▸ Okuma parçası:
Peygamberimiz, medeniyet kurmamıştı; ama din de kurmamıştı.
Din'in önce “mekke süreci”nde hayat bulmasına, sonra da “medine
süreci”nde hayat olmasına aracılık etmişti.
Peygamberimiz, zaten, bilfiil, “mekke süreci”ni de, “medine
süreci”ni de hayata geçirmişti; medeniyet sürecinin ise temellerini
atmıştı: Peygamberî çağrı, sadece peygamber çağına hasredilmemişti;
bütün çağlara ve bütün insanlara hitap ediyordu.
Unutmayalım: Din, medîne ve medeniyet sözcükleri etimolojik olarak
da, semantik olarak da, tarihî olarak da aynı anlam dünyasına ait
sözcüklerdir. Bize yüklenen teklif, din''i hayata geçirmek.
Medeniyet yok olduğu için, din, şu ân''da “Mekke”sinden de,
“Medîne”sinden de yoksun.
BÜTÜN İNSANLIĞA HİTAP
Bu konu, çok önemli bir konu. Eğer, medeniyet süreci işletilemezse,
hayata geçirilemezse, din varolamaz; varolsa bile varlığını
koruyamaz ve diğer varlıklara hem ulaşamaz, hem de hayat
sunamaz.

▸ Görevin:
Lütfen yukarıdaki okuma parçasını baştan sona, tek bir harfini bile değiştirmeden kopyalayın.

▸ Veriler:
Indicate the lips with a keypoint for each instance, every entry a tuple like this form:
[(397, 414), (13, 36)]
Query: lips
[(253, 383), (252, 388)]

▸ Alıştırmanın cevabı:
Peygamberimiz, medeniyet kurmamıştı; ama din de kurmamıştı.
Din'in önce “mekke süreci”nde hayat bulmasına, sonra da “medine
süreci”nde hayat olmasına aracılık etmişti.
Peygamberimiz, zaten, bilfiil, “mekke süreci”ni de, “medine
süreci”ni de hayata geçirmişti; medeniyet sürecinin ise temellerini
atmıştı: Peygamberî çağrı, sadece peygamber çağına hasredilmemişti;
bütün çağlara ve bütün insanlara hitap ediyordu.
Unutmayalım: Din, medîne ve medeniyet sözcükleri etimolojik olarak
da, semantik olarak da, tarihî olarak da aynı anlam dünyasına ait
sözcüklerdir. Bize yüklenen teklif, din''i hayata geçirmek.
Medeniyet yok olduğu için, din, şu ân''da “Mekke”sinden de,
“Medîne”sinden de yoksun.
BÜTÜN İNSANLIĞA HİTAP
Bu konu, çok önemli bir konu. Eğer, medeniyet süreci işletilemezse,
hayata geçirilemezse, din varolamaz; varolsa bile varlığını
koruyamaz ve diğer varlıklara hem ulaşamaz, hem de hayat
sunamaz.